--- Reading text Enclosed Below ---

To analyze patterns of LD in A. vaga from phased SNP data, we calculated r² values individually for each phased segment using VCFtools (version 0.1.15)⁶⁶. If not stated otherwise, the reported results are based on the analysis of SNPs from the phased dataset 1. For this analysis, we additionally excluded all sites which were likely to be falsely called as homozygous in some individuals. For this purpose, for each individual, we looked for sites which were called as homozygous but were nevertheless represented in the aligned reads from this individual by two nucleotides, each supported by at least two reads. Such sites were excluded from analysis in all individuals. The reported results are for variants with a minor allele count of at least 4 among individuals L4-L11 (Fig. 2a) or L1-L11 (Supplementary Fig. 13c). The results obtained for the more severely filtered phased dataset 2 are shown in Supplementary Fig. 13b. The decay of LD with physical distance was fitted using second-degree LOESS regression with the smoothing parameter set to 0.4 as implemented in the geom_smooth function from the ggplot2 package (version 3.2.1) in R. LD decay among L4-L11 based on the phased dataset 1 (the same data as in Fig. 2a) was also fitted by first degree and second degree LOESS with the smoothing parameter selected according to the bias-corrected Akaike information criterion (the loess.as function from the fANCOVA R package version 0.5–1; Supplementary Fig. 11). To determine the baseline r² values, we computed r² for SNPs residing on different contigs.

See Supplementary Methods for details and for description of the approaches used to assess the LD decay from the unphased genotype data. Detailed explanation of the modified four-gamete test is provided in Supplementary Note 3.

--- End of Enclosed Reading text ---

**Exercise aim:**
Copy the stretch of the LD analysis text from "See Supplementary Methods" through "in Supplementary Note 3.", substituting "four-gamete analysis" for "four-gamete test".

--- Dataset Enclosed Below ---

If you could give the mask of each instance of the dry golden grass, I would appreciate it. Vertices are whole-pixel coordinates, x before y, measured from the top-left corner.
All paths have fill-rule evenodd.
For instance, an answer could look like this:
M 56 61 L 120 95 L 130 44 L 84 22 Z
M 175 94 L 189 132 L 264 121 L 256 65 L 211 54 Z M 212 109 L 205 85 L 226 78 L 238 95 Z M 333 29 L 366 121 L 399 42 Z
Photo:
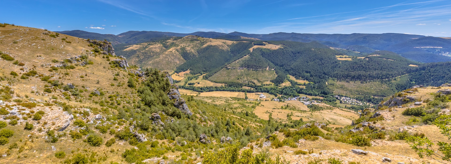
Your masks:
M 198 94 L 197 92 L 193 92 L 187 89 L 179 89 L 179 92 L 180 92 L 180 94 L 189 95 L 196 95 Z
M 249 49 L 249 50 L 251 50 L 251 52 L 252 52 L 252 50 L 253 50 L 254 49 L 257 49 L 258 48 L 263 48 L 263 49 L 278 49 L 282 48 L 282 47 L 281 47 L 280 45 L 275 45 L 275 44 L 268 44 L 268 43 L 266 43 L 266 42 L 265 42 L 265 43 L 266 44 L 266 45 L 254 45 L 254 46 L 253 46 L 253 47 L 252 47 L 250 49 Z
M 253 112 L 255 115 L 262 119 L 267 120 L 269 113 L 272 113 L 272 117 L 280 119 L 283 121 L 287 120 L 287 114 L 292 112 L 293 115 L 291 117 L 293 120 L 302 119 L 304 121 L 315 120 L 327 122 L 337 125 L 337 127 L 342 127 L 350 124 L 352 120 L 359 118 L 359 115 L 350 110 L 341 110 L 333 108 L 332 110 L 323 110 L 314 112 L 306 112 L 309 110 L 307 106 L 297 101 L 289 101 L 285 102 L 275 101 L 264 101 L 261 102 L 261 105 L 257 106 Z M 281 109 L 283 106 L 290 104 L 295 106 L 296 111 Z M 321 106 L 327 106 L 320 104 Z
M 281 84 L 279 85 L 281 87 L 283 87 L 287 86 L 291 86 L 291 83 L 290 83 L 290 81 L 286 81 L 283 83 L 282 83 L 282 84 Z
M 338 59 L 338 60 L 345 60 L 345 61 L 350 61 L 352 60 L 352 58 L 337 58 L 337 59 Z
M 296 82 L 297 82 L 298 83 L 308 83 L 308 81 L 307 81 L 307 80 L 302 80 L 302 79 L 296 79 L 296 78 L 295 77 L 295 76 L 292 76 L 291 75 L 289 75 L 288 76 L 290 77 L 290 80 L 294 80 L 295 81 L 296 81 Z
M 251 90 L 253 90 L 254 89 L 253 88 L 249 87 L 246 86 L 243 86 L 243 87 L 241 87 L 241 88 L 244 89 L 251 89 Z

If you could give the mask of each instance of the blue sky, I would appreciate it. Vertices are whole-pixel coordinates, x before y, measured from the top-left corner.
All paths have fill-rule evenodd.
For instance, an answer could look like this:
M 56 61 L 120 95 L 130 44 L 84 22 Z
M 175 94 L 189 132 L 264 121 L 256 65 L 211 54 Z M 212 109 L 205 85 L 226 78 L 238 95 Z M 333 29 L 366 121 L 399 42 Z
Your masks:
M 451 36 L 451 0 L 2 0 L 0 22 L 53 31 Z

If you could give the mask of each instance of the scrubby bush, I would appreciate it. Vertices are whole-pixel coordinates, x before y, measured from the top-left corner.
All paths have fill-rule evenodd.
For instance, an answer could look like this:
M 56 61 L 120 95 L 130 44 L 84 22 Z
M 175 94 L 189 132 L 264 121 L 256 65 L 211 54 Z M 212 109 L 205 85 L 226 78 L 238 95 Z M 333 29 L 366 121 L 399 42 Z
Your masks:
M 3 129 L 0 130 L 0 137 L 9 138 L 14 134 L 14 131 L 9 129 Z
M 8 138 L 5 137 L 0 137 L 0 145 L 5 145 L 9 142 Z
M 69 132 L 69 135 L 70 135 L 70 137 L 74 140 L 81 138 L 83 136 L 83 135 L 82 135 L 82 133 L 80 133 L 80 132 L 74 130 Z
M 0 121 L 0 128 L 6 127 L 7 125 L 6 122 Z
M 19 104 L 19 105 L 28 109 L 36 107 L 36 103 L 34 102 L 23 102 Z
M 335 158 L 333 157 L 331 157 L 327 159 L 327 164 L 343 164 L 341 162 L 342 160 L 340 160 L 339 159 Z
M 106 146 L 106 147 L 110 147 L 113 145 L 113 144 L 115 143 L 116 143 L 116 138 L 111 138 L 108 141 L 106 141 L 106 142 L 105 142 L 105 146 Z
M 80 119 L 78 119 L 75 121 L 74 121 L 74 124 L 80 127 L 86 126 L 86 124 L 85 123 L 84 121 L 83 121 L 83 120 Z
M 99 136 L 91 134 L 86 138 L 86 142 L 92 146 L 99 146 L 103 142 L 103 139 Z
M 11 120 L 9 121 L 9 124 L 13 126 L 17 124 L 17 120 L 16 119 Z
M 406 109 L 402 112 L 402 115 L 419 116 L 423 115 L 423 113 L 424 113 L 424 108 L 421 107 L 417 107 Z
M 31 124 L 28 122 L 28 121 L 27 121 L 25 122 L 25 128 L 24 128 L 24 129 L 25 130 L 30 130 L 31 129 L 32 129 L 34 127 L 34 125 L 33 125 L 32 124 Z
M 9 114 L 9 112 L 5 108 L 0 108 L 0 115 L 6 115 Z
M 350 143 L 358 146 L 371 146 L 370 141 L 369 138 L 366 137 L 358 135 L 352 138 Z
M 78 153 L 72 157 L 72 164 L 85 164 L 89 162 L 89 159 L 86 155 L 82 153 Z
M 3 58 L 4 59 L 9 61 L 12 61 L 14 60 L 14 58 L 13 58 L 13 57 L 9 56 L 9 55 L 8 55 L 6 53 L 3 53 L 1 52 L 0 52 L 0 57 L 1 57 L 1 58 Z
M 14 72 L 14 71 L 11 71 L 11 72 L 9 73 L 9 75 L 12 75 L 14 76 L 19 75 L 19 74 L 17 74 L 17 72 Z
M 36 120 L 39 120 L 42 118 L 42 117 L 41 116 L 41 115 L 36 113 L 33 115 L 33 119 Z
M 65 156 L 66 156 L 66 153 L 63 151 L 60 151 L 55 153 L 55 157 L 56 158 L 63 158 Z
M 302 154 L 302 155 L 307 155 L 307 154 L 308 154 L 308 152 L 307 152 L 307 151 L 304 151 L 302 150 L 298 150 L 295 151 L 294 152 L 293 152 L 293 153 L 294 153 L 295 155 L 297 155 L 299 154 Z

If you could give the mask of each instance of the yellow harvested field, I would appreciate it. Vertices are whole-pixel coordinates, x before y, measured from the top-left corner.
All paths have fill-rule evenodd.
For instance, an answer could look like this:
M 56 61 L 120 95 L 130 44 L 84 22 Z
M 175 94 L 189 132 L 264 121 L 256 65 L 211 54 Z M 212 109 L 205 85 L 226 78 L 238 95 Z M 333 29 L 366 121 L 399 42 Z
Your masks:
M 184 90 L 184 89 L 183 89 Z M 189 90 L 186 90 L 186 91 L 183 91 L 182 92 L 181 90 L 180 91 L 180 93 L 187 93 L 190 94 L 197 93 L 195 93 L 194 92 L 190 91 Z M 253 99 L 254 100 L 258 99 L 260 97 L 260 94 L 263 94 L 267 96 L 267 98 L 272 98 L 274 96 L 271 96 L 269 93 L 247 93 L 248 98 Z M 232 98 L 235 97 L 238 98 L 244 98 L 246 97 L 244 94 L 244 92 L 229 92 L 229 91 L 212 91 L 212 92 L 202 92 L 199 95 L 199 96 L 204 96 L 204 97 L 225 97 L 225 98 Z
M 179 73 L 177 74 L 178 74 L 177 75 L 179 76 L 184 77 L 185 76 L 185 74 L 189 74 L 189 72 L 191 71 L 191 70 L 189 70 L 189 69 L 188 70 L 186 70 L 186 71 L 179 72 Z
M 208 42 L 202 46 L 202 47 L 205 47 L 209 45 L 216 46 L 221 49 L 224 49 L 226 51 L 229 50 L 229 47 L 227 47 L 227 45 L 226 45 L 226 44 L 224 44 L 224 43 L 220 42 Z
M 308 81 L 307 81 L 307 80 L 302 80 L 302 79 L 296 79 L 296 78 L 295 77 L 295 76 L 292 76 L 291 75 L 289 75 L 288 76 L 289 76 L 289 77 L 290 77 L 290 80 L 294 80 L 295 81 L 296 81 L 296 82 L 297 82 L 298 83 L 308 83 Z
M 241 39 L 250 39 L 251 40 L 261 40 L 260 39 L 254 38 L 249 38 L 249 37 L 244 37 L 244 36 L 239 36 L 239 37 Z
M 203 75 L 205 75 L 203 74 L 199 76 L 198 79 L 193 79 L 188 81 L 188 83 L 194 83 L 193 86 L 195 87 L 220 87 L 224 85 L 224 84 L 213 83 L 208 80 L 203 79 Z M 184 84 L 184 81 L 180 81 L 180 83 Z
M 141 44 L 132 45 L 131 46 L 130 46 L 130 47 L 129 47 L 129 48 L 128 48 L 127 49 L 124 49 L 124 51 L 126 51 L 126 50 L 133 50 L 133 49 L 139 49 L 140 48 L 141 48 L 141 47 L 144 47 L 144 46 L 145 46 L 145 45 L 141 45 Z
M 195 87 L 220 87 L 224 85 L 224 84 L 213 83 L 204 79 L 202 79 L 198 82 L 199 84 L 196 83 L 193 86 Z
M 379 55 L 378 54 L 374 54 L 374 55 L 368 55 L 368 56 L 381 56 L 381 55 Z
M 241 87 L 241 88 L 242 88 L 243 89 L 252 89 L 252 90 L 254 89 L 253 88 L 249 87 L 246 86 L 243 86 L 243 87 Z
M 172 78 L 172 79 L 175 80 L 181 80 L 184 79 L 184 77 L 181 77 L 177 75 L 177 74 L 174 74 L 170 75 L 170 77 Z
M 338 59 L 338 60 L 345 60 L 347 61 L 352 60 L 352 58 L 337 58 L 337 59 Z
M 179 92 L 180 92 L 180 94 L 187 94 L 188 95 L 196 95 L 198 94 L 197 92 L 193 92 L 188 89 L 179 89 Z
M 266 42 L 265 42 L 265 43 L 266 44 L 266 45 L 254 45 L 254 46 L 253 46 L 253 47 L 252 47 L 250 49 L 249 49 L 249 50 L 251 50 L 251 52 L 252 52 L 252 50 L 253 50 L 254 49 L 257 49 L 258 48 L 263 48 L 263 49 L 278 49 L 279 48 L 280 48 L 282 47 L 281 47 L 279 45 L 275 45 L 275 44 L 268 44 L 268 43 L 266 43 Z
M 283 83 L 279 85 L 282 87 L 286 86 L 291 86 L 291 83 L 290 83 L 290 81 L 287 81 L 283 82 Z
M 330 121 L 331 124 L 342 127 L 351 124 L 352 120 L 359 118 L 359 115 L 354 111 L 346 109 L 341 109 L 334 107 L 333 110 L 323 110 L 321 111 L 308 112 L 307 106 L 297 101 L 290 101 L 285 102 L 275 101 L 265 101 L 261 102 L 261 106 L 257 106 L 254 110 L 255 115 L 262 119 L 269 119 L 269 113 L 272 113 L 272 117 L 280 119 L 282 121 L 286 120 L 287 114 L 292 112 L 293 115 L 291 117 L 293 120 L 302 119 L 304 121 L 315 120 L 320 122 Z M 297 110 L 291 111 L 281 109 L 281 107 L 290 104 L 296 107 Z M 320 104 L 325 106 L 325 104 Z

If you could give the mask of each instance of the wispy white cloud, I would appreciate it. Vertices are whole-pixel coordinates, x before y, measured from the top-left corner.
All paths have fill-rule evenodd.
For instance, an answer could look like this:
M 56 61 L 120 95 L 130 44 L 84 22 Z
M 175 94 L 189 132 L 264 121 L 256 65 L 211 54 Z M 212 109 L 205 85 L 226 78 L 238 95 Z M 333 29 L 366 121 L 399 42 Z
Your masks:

--- End of Enclosed Dataset ---

**Response for this exercise:**
See Supplementary Methods for details and for description of the approaches used to assess the LD decay from the unphased genotype data. Detailed explanation of the modified four-gamete analysis is provided in Supplementary Note 3.